BEGIN

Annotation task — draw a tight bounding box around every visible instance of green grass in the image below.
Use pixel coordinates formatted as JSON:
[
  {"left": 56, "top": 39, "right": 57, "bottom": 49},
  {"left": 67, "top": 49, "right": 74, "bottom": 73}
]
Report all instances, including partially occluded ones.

END

Short problem
Reproduce every one of the rows above verbatim, without altering any character.

Exercise output
Annotation task — draw a tight bounding box around every visible instance of green grass in the image below.
Use pixel coordinates formatted as JSON:
[
  {"left": 56, "top": 39, "right": 57, "bottom": 49},
  {"left": 67, "top": 49, "right": 74, "bottom": 73}
]
Report all instances, including partially occluded ones.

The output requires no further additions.